_Text to read:_
And joining me today from New Haven, Connecticut, is our Director of Education, Max Duboff. Max, always great to talk to you.
MAX DUBOFF:
Such a pleasure.
EU-S:
And joining us also from Connecticut is our special guest today, Mark Oppenheimer. Mark is the Director of Open Learning at American Jewish University and the author of Squirrel Hill: The Tree of Life Synagogue Shooting and the Soul of a Neighborhood.
You may also know Mark from his podcast Unorthodox, which he hosted from 2015 to 2023, and "Gate Crashers, the Hidden History of Ivy League Jews."
Mark, welcome to the Bruchim Podcast. It's really great to have you here.
MARK OPPENHEIMER
Thank you for having me.
EU-S:
So, before we get started, I just thought that it was important to mention that we're recording this podcast in the wake of one of the most horrific attacks against Israel in the history of the state.
A few days ago, on October 7th, Hamas and Islamic Jihad launched a massive coordinated attack on the south of Israel, killing, terrorizing, and taking military and civilian hostages back to the Gaza Strip.
The numbers are being revised as I'm speaking, but some 1,000 Israelis, I think, were killed and another 2,000 injured, and around 150 people have been taken hostage. Israel has started bombing the Gaza Strip, killing hundreds of Palestinians and displacing hundreds of thousands of others in what seems to be the lead-up to an inevitable ground invasion.
And I know this is a heavy way to start a conversation about Jewish continuity, but it's important context, I think, for where my mind is certainly right now, and I presume for your minds as well. So I guess I just wanted to start with a quick check-in. How are you guys doing?
Do you have family members that are in Israel? Is everyone safe? Is everyone okay?
MD:
Yeah, well, so I don't have many direct loved ones in Israel, but definitely sort of loved ones of friends and thinking about a lot of folks and just a lot of conflicted feelings also about sort of relationship with the state and about sort of US responses and about really how to best experience grief and really support those who have been so devastated by this attack.

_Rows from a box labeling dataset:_

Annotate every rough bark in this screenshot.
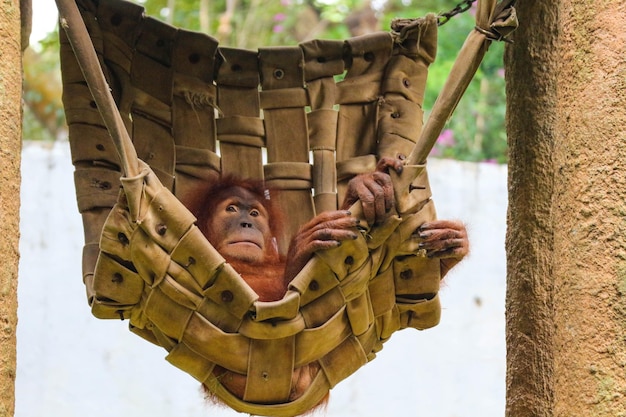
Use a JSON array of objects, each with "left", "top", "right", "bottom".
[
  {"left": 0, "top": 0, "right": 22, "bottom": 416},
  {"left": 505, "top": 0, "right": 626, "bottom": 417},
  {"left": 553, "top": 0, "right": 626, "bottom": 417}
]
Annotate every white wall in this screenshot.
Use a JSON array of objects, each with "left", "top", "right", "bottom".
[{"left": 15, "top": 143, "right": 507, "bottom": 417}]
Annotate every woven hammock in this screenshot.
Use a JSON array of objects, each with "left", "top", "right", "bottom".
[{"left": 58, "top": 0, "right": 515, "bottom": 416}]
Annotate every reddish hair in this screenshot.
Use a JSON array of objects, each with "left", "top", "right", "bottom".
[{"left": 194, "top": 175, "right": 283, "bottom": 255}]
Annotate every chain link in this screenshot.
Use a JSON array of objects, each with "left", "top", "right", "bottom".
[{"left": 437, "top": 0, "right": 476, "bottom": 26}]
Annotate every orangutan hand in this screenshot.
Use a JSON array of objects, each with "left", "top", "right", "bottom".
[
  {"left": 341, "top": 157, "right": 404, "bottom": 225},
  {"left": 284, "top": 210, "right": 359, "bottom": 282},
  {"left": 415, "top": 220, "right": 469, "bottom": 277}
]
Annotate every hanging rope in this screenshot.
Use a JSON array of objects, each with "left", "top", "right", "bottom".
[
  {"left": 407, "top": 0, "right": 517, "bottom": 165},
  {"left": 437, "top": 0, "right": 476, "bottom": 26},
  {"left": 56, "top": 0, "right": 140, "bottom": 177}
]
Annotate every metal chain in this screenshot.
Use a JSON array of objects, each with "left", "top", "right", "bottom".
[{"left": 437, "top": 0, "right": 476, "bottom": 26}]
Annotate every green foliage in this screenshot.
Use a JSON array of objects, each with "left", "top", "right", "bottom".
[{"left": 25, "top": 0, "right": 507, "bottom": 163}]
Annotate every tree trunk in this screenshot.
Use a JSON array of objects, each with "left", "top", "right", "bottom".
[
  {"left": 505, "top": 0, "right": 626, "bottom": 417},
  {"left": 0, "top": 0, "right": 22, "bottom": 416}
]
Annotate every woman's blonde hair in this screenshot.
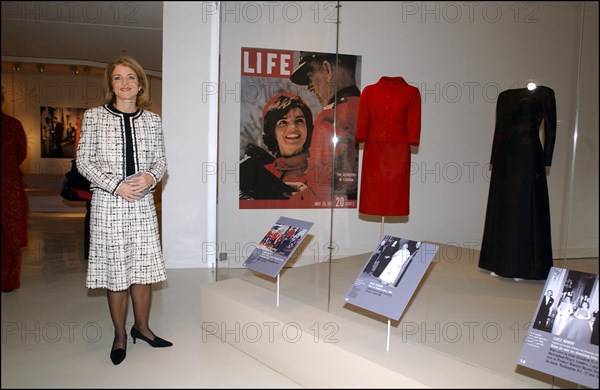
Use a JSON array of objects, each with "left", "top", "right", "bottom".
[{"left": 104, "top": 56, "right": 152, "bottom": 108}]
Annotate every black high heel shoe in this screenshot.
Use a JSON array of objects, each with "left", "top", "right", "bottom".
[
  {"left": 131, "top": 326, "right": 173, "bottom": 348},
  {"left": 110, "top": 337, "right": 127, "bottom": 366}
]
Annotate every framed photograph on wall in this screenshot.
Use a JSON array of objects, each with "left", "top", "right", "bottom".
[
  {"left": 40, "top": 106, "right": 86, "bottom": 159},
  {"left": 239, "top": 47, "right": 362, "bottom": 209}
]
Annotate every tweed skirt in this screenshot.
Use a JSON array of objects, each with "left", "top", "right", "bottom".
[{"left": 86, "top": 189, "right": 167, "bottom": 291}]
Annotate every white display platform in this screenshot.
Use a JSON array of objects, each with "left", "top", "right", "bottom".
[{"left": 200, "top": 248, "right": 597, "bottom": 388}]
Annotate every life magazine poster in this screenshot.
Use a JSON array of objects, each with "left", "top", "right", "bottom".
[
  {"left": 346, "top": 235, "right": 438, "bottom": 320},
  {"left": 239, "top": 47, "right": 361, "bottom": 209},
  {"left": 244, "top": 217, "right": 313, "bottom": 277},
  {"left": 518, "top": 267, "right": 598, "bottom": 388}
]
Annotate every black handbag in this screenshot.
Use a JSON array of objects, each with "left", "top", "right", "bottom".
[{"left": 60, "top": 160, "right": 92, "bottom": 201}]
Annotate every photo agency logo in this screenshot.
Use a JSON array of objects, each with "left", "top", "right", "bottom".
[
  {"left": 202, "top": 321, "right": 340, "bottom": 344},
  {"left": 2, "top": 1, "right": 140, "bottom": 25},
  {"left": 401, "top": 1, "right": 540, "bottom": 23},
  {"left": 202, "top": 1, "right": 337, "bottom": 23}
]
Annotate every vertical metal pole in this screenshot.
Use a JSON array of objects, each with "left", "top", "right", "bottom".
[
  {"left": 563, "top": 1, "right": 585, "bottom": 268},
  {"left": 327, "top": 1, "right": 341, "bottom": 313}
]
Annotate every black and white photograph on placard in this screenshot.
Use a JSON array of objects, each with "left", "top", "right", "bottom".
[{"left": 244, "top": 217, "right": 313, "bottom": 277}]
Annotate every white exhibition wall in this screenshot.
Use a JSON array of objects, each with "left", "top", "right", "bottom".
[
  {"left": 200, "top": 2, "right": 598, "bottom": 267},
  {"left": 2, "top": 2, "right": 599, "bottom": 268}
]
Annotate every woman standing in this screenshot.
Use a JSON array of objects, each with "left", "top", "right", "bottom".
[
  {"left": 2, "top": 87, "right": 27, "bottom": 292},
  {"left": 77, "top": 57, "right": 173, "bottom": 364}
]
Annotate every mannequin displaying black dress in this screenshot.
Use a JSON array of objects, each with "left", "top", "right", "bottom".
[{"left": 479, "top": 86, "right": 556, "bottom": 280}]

_Exercise requirements:_
**A.** Express the rows as a Markdown table with the columns Row and Line, starting at the line that contains "Annotate every mannequin" and running through the last of the rows, with blank lines omitted.
**B.** Write the next part of the podcast transcript, picking up after its final line.

_Per-task answers:_
**A.**
| Row | Line |
|---|---|
| 1 | Annotate every mannequin displaying black dress in this screenshot. |
| 2 | Use a JSON array of objects, each with "left", "top", "right", "bottom". |
| 3 | [{"left": 479, "top": 86, "right": 556, "bottom": 280}] |

**B.**
EU-S:
Yeah, Mark, do you have any connections, any thoughts?
MO:
Well, I do. I've only been twice, but most recently, I guess several years ago, with my then 10-year-old daughter. She's now almost 17, so it was a while ago now. But my mother's first cousin made Aliyah in 1970, and so she's married to a fellow who was among the founders and organizers of the Masorti movement in Israel, and they have five children and dozens of grandchildren.
And so many of my second cousins are in the army and being called up, and obviously, like both of you, many friends. So no, I'm not-- This was not like Pittsburgh, where I actually have very close relatives whom I feared for the morning of that attack. That was one where I thought, "Is someone I know dead?" I was a step or two removed in this case in terms of personal exposure.
But obviously, I'm deeply upset, and I often find that in situations, my grief is delayed a few days. I tend to go a little bit numb at first. Maybe that's the journalist in me. And then a few days later, I'll be walking somewhere, and the enormity of it all will hit me.
EU-S:
Yeah, absolutely. I mean, I feel like this particular event was such a shock. And it's still sort of developing, so all the facts aren't entirely in yet, in terms of how many people even are being held hostage. Are there still Hamas and Islamic Jihad terrorists wandering around in the south of Israel right now? I'm hearing conflicting reports about that even.
So it's almost like the event hasn't become concrete yet in the world. It's still sort of in flux. It's still a developing situation. But I have a first cousin who's been called up to the IDF to serve up north, actually, and I have family, close family and friends. And I actually have acquaintances in Gaza, too, echoing a little bit of what Max was talking about, about having a sort of conflicted feeling about what's going on here.
MD:
Yeah, no, I mean, I'll just also add, for folks who are offline for the holiday, for Shabbat, and then for Simchat Torah the next day, really the sort of drip of news that I heard at shul and the sort of responses of folks at shul and otherwise in the community, just, you know, made things very strange.
I know a lot of communities were grappling with how to celebrate Simchat Torah and whether to do a lot of the traditional dancing, whether or not to. And there were many, many different responses of kind of whether and how to celebrate. And, you know, I mean, in some ways, this gets to core questions and difficulties about our lives as Jews.
MO:
I have to say, I think I probably share some of your conflicts about geopolitical questions and the state of Israel and nation states. I'm not particularly conflicted about my ethical response to what's happened.
Targeting noncombatants, targeting civilians, which, you know, Hamas clearly did, and is in keeping with their stated philosophy that all Israelis are combatants, that there's no such thing as a civilian, is real moral turpitude.
And the way to talk about that is not to say, "Well, you know, at some other point in time, there was moral turpitude on the other side," or to say, "What about this or what about that?" That leads to real ethical breakdown, right?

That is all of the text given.